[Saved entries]
==================================================
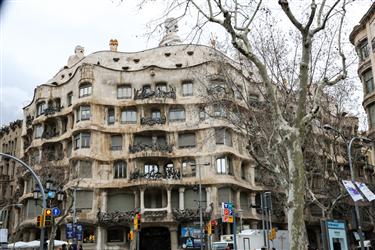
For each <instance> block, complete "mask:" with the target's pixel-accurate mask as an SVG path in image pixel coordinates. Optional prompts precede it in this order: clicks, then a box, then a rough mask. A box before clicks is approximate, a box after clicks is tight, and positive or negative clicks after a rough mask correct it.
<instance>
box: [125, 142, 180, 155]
mask: <svg viewBox="0 0 375 250" xmlns="http://www.w3.org/2000/svg"><path fill="white" fill-rule="evenodd" d="M172 149H173V145H168V144H164V143H163V144H162V143H154V144H151V145H150V144H145V143H137V144H134V145H130V146H129V152H130V153H133V154H134V153H137V152H142V151H148V150H151V151H162V152H169V153H171V152H172Z"/></svg>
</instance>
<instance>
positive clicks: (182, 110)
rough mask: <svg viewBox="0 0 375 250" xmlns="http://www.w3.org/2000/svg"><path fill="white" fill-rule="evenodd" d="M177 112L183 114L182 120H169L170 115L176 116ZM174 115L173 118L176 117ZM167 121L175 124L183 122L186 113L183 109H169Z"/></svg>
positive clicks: (181, 107)
mask: <svg viewBox="0 0 375 250" xmlns="http://www.w3.org/2000/svg"><path fill="white" fill-rule="evenodd" d="M177 112H181V113H182V114H183V118H173V119H172V118H171V115H172V113H173V114H176V113H177ZM178 116H180V115H178ZM178 116H176V115H174V117H178ZM168 119H169V121H170V122H177V121H185V120H186V111H185V108H183V107H178V108H170V109H169V113H168Z"/></svg>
==================================================
◆ **Task directions**
Copy out the entries above in full and exactly, skipping every picture.

◆ **Result below**
For each <instance> block, complete "mask:" with the target's pixel-accurate mask as an SVG path in image pixel coordinates. Optional prompts precede it in this order: clicks, then a box, then a rough mask. A box before clicks is approximate, a box after clicks is tight, and positive or negative clicks after a rough mask correct it.
<instance>
box: [125, 142, 180, 155]
mask: <svg viewBox="0 0 375 250" xmlns="http://www.w3.org/2000/svg"><path fill="white" fill-rule="evenodd" d="M172 149H173V145H168V144H164V143H163V144H162V143H154V144H151V145H150V144H145V143H137V144H134V145H130V146H129V152H130V153H133V154H134V153H137V152H142V151H148V150H151V151H162V152H169V153H171V152H172Z"/></svg>
</instance>
<instance>
positive clicks: (182, 110)
rough mask: <svg viewBox="0 0 375 250" xmlns="http://www.w3.org/2000/svg"><path fill="white" fill-rule="evenodd" d="M177 112L183 114L182 120H169L170 115L176 116ZM174 115L173 118L176 117ZM167 121L175 124L183 122L186 113L183 109H169Z"/></svg>
positive clicks: (181, 107)
mask: <svg viewBox="0 0 375 250" xmlns="http://www.w3.org/2000/svg"><path fill="white" fill-rule="evenodd" d="M177 112H181V113H182V114H183V118H173V119H172V118H171V115H172V113H173V114H176V113H177ZM178 116H180V115H178ZM178 116H176V115H174V117H178ZM168 119H169V121H170V122H177V121H185V120H186V111H185V108H183V107H178V108H170V109H169V113H168Z"/></svg>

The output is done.